Contrairement à ce que prétendent l’industrie du diamant et les bijoutiers, à savoir qu’aucun diamant n’a de rapports avec des conflits, ce n’est pas le cas. La position dominante d’Israël dans l’industrie signifie que les diamants travaillés en Israël se mélangent mondialement à ceux qui sont transformés dans d’autres pays. Les consommateurs qui achètent des diamants dont l’origine n’est pas marquée au laser courrent le risque d’acheter un diamant transformé en Israël, contribuant ainsi à financer de graves violations des droits humains. Les restrictions du Système de certification du processus de Kimberley ne s’appliquent qu’aux diamants bruts, ce qui permet aux diamants travaillés en Israël de pénétrer librement sur le marché en dépit des actes criminels commis par le gouvernement et les forces armées israéliens. Le Système de certification du processus de Kimberley est fortement déformé et est utilisé par l’industrie du diamant et les bijoutiers pour tromper les consommateurs auxquels ils assurent que tous les diamants sont maintenant « exempts de conflits » sans expliquer les limites de la définition ni sa signification exacte.
Tout ceci est à peine surprenant étant donné la position dominante d’ Israël dans l’industrie du diamant. Israël préside actuellement le processus de Kimberley. L’autoréglementation de toute industrie intimement liée aux violations qu’elle prétend éliminer n’est tolérable ni de la part des gouvernements ni de la part du grand public. Il est impossible que le public ait confiance dans les tentatives faites par l’industrie du diamant pour s’autoréglementer aussi longtemps qu’elle facilite le commerce de diamants travaillés en Israël, lesquels, si le processus de Kimberley appliquait les mêmes normes à tous les diamants, seraient classés comme des diamants de sang et traités en conséquence.

# # # # #

(Consigne)
Reproduisez à l'identique le passage du texte sur l'industrie du diamant qui s'ouvre sur les mots contenant « Tout ceci est » et se clôt sur « traités en conséquence. ».

(Ensemble d'enregistrements)
# # # # #

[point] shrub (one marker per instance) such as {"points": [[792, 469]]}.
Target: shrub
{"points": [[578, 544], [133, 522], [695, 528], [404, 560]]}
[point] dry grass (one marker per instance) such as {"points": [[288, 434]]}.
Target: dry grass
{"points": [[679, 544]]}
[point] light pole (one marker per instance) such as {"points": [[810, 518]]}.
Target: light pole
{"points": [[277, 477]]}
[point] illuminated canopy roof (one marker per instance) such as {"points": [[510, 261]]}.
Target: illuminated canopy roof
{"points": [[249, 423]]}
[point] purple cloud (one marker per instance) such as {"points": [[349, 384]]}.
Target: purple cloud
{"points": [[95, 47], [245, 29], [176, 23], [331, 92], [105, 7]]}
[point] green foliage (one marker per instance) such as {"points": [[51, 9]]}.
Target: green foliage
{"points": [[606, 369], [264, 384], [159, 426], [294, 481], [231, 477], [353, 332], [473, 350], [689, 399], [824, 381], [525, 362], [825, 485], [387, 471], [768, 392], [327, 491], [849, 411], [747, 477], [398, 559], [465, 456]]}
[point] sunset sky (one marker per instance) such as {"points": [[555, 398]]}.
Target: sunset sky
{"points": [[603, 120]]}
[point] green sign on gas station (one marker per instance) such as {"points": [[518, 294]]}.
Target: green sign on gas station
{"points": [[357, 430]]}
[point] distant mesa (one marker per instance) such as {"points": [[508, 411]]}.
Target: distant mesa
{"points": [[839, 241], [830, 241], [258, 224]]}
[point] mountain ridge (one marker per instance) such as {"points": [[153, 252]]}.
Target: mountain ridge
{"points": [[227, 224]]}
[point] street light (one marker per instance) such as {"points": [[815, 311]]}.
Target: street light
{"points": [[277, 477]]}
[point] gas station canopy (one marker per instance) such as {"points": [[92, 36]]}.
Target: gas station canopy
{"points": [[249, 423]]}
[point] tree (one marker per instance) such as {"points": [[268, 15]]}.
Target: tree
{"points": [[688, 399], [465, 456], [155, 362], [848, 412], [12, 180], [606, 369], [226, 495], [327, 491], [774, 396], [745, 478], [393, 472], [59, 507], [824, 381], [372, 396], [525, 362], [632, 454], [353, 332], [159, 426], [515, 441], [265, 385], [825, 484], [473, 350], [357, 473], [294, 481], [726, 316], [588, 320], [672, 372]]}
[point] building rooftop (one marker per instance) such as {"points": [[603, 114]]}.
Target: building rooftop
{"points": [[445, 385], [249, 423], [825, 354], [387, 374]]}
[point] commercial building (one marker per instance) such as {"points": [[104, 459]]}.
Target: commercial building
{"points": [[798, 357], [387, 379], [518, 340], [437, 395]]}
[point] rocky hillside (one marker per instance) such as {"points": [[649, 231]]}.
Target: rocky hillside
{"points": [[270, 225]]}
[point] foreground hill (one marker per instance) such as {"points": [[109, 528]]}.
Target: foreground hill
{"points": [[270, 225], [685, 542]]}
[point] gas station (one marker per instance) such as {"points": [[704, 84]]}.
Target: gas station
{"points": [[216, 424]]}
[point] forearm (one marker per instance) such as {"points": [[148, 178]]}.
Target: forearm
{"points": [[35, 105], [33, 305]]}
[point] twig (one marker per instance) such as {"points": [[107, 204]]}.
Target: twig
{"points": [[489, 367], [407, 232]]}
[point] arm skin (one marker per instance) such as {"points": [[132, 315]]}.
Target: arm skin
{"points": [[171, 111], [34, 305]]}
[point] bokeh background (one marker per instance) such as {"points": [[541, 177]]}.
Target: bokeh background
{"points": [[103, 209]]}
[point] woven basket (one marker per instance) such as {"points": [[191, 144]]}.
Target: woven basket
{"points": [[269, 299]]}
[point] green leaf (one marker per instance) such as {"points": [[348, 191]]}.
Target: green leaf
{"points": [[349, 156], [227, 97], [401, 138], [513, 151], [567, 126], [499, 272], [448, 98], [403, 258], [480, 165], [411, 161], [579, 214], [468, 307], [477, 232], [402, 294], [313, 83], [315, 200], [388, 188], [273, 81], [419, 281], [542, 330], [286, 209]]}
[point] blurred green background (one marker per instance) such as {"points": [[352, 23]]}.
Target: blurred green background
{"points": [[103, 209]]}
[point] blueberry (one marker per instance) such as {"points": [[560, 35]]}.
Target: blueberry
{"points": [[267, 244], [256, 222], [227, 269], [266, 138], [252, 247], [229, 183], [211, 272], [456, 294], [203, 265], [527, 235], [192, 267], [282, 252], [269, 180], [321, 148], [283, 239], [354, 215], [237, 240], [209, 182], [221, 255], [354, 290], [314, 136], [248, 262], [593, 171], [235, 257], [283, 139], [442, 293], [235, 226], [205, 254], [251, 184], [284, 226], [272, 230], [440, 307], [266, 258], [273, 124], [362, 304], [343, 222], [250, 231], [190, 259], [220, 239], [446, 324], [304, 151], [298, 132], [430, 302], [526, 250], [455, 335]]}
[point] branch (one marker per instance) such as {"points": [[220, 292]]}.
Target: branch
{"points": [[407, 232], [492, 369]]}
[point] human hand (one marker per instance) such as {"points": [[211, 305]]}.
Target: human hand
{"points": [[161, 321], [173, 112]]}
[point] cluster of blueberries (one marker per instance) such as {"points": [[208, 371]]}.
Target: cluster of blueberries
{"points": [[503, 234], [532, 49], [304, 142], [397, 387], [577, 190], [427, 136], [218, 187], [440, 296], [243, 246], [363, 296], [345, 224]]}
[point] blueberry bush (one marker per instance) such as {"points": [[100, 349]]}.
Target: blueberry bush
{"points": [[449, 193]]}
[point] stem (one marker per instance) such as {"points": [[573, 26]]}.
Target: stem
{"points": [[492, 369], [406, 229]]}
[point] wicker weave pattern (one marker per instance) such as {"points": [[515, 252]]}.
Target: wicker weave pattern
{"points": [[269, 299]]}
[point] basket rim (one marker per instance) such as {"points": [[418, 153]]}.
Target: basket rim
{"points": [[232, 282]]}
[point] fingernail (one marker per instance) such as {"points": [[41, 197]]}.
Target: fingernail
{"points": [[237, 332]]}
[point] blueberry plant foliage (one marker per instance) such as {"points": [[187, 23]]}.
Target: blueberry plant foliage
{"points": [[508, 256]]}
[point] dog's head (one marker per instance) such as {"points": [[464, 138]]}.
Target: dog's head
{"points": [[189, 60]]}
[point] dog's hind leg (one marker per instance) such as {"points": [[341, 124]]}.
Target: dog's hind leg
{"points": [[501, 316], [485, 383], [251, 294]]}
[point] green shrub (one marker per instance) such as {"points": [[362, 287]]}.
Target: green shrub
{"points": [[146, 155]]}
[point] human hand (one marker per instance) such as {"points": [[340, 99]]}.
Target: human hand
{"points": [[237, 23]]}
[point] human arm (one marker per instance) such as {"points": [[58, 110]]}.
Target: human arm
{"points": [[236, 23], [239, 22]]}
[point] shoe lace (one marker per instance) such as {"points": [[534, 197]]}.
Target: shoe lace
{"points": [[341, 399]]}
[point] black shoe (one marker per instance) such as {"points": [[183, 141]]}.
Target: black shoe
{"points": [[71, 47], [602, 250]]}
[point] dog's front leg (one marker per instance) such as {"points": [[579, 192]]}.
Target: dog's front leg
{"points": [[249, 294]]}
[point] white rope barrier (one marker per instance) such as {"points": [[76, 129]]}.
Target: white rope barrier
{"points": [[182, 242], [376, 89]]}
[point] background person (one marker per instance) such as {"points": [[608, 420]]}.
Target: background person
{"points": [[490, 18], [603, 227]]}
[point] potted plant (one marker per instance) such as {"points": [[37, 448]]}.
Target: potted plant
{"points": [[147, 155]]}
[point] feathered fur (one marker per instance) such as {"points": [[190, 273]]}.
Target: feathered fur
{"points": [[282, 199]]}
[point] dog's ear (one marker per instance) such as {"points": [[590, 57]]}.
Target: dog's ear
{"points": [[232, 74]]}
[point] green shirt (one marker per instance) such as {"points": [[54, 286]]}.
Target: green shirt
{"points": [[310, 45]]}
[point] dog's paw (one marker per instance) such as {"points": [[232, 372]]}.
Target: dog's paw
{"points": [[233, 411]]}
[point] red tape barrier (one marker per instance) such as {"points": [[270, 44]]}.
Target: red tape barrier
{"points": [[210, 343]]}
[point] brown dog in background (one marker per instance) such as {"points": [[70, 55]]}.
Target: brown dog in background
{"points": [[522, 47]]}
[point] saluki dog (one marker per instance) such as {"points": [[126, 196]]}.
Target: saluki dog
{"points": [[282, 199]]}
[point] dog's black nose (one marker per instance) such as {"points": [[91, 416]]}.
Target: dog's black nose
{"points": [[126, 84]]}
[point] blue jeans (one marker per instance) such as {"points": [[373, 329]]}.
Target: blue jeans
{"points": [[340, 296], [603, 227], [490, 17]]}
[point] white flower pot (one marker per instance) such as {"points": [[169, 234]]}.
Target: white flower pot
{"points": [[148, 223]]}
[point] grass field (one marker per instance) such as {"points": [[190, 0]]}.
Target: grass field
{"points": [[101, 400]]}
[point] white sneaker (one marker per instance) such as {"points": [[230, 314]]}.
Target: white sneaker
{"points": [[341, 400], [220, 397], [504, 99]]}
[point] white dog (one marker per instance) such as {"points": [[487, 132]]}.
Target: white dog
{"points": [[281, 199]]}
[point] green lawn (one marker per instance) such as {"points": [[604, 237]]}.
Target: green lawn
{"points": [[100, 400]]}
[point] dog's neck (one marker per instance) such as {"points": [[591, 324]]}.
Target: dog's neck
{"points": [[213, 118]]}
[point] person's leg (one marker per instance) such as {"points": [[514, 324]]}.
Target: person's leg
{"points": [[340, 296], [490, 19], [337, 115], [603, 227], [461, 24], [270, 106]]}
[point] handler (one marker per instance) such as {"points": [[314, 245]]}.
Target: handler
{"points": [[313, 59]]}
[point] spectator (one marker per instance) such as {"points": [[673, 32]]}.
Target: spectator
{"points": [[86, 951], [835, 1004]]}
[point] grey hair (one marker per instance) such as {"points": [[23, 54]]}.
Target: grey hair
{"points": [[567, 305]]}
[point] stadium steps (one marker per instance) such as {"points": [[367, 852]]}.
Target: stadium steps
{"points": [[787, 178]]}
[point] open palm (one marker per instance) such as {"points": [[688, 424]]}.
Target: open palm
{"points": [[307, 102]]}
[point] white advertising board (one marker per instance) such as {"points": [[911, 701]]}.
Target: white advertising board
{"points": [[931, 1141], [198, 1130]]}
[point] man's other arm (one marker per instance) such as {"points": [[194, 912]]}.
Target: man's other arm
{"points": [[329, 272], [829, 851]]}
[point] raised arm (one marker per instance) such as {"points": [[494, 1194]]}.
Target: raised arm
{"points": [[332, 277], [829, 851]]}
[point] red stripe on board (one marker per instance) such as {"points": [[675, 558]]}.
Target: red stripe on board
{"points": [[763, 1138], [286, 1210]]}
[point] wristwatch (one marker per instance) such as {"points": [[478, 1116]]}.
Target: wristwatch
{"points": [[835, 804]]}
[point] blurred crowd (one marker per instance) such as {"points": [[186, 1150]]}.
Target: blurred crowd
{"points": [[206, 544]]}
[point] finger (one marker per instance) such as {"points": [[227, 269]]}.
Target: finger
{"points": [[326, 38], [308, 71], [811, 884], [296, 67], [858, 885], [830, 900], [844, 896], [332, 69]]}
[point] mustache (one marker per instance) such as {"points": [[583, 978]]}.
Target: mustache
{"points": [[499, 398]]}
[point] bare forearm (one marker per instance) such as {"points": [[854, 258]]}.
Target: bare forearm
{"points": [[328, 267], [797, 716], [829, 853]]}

# # # # #

(Corrigé)
Tout ceci est à peine surprenant étant donné la position dominante d’ Israël dans l’industrie du diamant. Israël préside actuellement le processus de Kimberley. L’autoréglementation de toute industrie intimement liée aux violations qu’elle prétend éliminer n’est tolérable ni de la part des gouvernements ni de la part du grand public. Il est impossible que le public ait confiance dans les tentatives faites par l’industrie du diamant pour s’autoréglementer aussi longtemps qu’elle facilite le commerce de diamants travaillés en Israël, lesquels, si le processus de Kimberley appliquait les mêmes normes à tous les diamants, seraient classés comme des diamants de sang et traités en conséquence.